### What the task asks
The entries below contain pictures. Retype everything except those pictures, exactly as given.

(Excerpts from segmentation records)

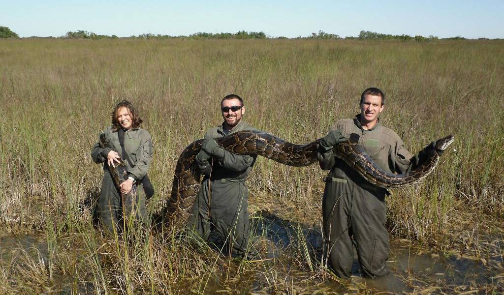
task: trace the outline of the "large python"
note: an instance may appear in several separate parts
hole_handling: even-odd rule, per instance
[[[334,155],[355,169],[371,184],[395,188],[416,183],[428,175],[439,162],[440,152],[455,137],[449,135],[436,141],[434,149],[415,170],[407,174],[390,174],[376,166],[358,144],[347,140],[337,144]],[[216,138],[222,148],[238,155],[257,154],[291,166],[306,166],[317,160],[318,139],[304,145],[291,143],[261,131],[242,131]],[[162,212],[155,217],[159,225],[183,224],[186,220],[200,188],[200,175],[195,170],[195,159],[203,139],[194,141],[178,157],[175,169],[171,194]]]

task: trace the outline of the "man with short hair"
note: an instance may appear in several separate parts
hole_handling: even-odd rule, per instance
[[[333,146],[347,138],[358,142],[373,161],[391,174],[408,173],[421,163],[433,142],[414,156],[401,138],[380,123],[385,95],[370,88],[362,94],[360,113],[342,119],[320,142],[318,157],[321,168],[330,170],[324,178],[322,201],[324,233],[330,268],[338,276],[349,277],[357,250],[362,274],[371,278],[388,273],[389,233],[385,227],[385,189],[365,180],[343,161],[335,159]]]
[[[220,148],[214,138],[245,130],[256,130],[243,120],[243,100],[230,94],[221,101],[224,122],[205,134],[205,140],[196,156],[198,170],[204,175],[193,207],[190,223],[206,241],[218,237],[219,246],[229,254],[245,256],[250,229],[247,211],[248,192],[245,179],[256,155],[239,156]]]

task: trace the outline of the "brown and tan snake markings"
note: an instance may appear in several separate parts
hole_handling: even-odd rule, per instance
[[[423,163],[407,174],[391,174],[377,167],[357,143],[349,140],[334,146],[334,155],[345,161],[370,183],[385,188],[396,188],[416,183],[428,175],[439,163],[437,151],[444,151],[455,137],[449,135],[436,141]],[[223,148],[238,155],[257,154],[291,166],[309,165],[317,161],[320,139],[303,145],[285,141],[261,131],[242,131],[216,141]],[[195,169],[195,159],[203,139],[189,144],[177,162],[171,194],[161,215],[155,216],[157,224],[182,225],[185,223],[200,188],[200,175]]]

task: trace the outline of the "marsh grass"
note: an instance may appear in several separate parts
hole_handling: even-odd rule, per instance
[[[244,98],[245,119],[257,128],[301,143],[323,136],[338,119],[353,117],[362,91],[379,87],[387,95],[382,122],[411,151],[449,133],[456,137],[431,176],[393,192],[388,226],[395,237],[455,249],[467,241],[457,233],[491,228],[504,209],[502,45],[0,41],[0,224],[17,235],[41,232],[48,249],[43,259],[20,254],[0,268],[0,291],[256,291],[242,282],[252,281],[270,292],[289,293],[326,290],[321,282],[334,278],[307,255],[305,244],[272,263],[248,263],[177,238],[175,230],[133,241],[103,236],[80,204],[99,191],[103,172],[90,149],[121,99],[139,109],[153,138],[152,212],[169,195],[179,153],[221,122],[224,95]],[[260,158],[247,180],[249,211],[320,228],[325,173]],[[294,269],[309,274],[296,278]],[[351,291],[365,290],[342,283]]]

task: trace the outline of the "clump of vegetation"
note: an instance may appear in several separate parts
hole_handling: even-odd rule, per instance
[[[417,35],[412,37],[409,35],[391,35],[390,34],[381,34],[375,32],[369,31],[361,31],[357,39],[360,40],[397,40],[403,42],[415,41],[416,42],[427,42],[437,40],[438,38],[435,36],[429,36],[428,37]]]
[[[0,38],[19,38],[19,36],[8,27],[0,26]]]
[[[469,257],[478,270],[495,274],[491,283],[461,283],[464,291],[503,290],[497,231],[504,228],[502,41],[174,39],[90,45],[0,42],[0,237],[32,233],[40,246],[0,248],[6,260],[0,293],[375,292],[338,282],[302,244],[274,260],[234,260],[178,230],[133,240],[104,236],[83,205],[99,193],[103,173],[90,149],[120,99],[139,106],[153,139],[152,212],[170,194],[179,153],[221,123],[224,95],[245,99],[245,119],[257,128],[301,143],[353,117],[369,86],[386,92],[381,122],[410,151],[449,133],[456,138],[431,175],[387,198],[391,236],[435,255]],[[250,212],[320,228],[326,174],[316,165],[290,167],[260,157],[247,181]],[[402,274],[410,285],[410,274]],[[428,281],[438,286],[429,289],[424,282],[430,279],[416,278],[422,282],[412,292],[453,287],[434,279]]]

### Written solution
task: trace the outline of the "large python"
note: an instance may appear in several separate parts
hole_handling: even-odd rule, per instance
[[[334,155],[355,169],[371,184],[395,188],[416,183],[428,175],[439,162],[440,152],[455,137],[449,135],[436,141],[434,149],[415,170],[407,174],[390,174],[376,166],[358,144],[347,140],[337,144]],[[216,138],[222,148],[238,155],[257,154],[291,166],[306,166],[317,160],[318,139],[304,145],[291,143],[261,131],[242,131]],[[162,212],[155,217],[159,225],[183,224],[186,220],[200,188],[200,175],[195,170],[195,159],[203,139],[194,141],[178,157],[175,169],[171,194]]]

task: trace the outline of the "man with short hair"
note: an instance may appear in several separate parts
hole_handling: even-odd rule, per instance
[[[333,146],[347,138],[358,142],[373,161],[391,174],[408,173],[421,163],[433,142],[414,156],[401,138],[380,123],[385,95],[370,88],[362,94],[360,113],[342,119],[320,142],[318,157],[321,168],[330,170],[324,178],[322,201],[324,233],[330,268],[338,276],[349,277],[357,250],[362,274],[371,278],[388,273],[389,233],[385,227],[385,189],[365,180],[343,161],[335,159]]]
[[[220,148],[214,138],[245,130],[256,130],[243,120],[243,100],[230,94],[221,101],[224,122],[205,134],[205,140],[196,156],[198,170],[204,175],[193,207],[190,223],[206,241],[218,237],[219,246],[229,254],[245,256],[250,229],[247,211],[248,192],[245,179],[256,155],[239,156]]]

task: trace the outline of the "brown and tan snake markings"
note: an instance may appear in several separate parts
hole_handling: even-odd rule, per instance
[[[423,163],[407,174],[391,174],[377,167],[357,143],[349,140],[334,146],[334,155],[345,161],[370,183],[385,188],[396,188],[416,183],[428,175],[439,163],[437,151],[444,151],[455,137],[449,135],[436,141]],[[223,148],[238,155],[257,154],[291,166],[309,165],[317,161],[320,139],[303,145],[285,141],[261,131],[242,131],[216,141]],[[195,169],[195,159],[203,139],[189,144],[177,162],[171,194],[161,215],[155,216],[157,224],[182,225],[185,223],[200,188],[200,175]]]

task: trace the outline of the "marsh grass"
note: an instance may appear in several separate parts
hole_handling: even-odd rule, per instance
[[[244,98],[245,119],[257,128],[301,143],[323,136],[338,119],[353,117],[362,91],[379,87],[387,95],[382,122],[411,151],[449,133],[456,137],[431,176],[393,192],[388,226],[395,237],[455,249],[467,241],[457,233],[491,228],[504,209],[502,45],[0,41],[0,224],[17,235],[41,232],[48,249],[43,259],[20,254],[0,268],[0,291],[256,291],[242,282],[252,281],[270,292],[289,293],[326,290],[321,282],[334,278],[307,255],[305,244],[272,263],[248,263],[177,238],[175,230],[133,241],[103,236],[80,204],[99,191],[103,172],[90,149],[121,99],[139,109],[153,138],[152,212],[169,195],[179,153],[221,122],[224,95]],[[260,158],[247,180],[249,211],[320,228],[325,173]],[[294,269],[309,274],[296,278]],[[351,291],[365,290],[342,283]]]

task: trace the outline of the "clump of vegetation"
note: an instance may appear in several separate parts
hole_handling: even-odd rule, per instance
[[[417,35],[412,37],[409,35],[391,35],[390,34],[381,34],[375,32],[369,31],[361,31],[357,39],[360,40],[397,40],[403,42],[415,41],[416,42],[427,42],[437,40],[438,38],[435,36],[429,36],[428,37]]]
[[[0,38],[19,38],[19,36],[8,27],[0,26]]]
[[[469,257],[478,270],[495,274],[491,283],[461,283],[464,291],[503,290],[497,231],[504,228],[502,41],[174,39],[90,45],[0,42],[0,237],[32,233],[40,246],[0,248],[6,260],[0,293],[375,292],[338,282],[302,244],[274,260],[234,260],[178,230],[133,240],[104,236],[83,205],[99,193],[103,173],[90,149],[120,99],[139,106],[153,139],[152,212],[170,194],[179,153],[221,123],[224,95],[245,99],[245,119],[257,128],[301,143],[353,117],[369,86],[386,92],[381,122],[410,151],[449,133],[456,138],[431,175],[387,198],[391,236],[435,255]],[[250,212],[320,228],[326,174],[316,165],[290,167],[260,157],[247,181]],[[402,274],[410,285],[410,274]],[[428,281],[438,286],[429,289],[424,282],[430,279],[416,278],[422,282],[412,292],[453,287],[434,279]]]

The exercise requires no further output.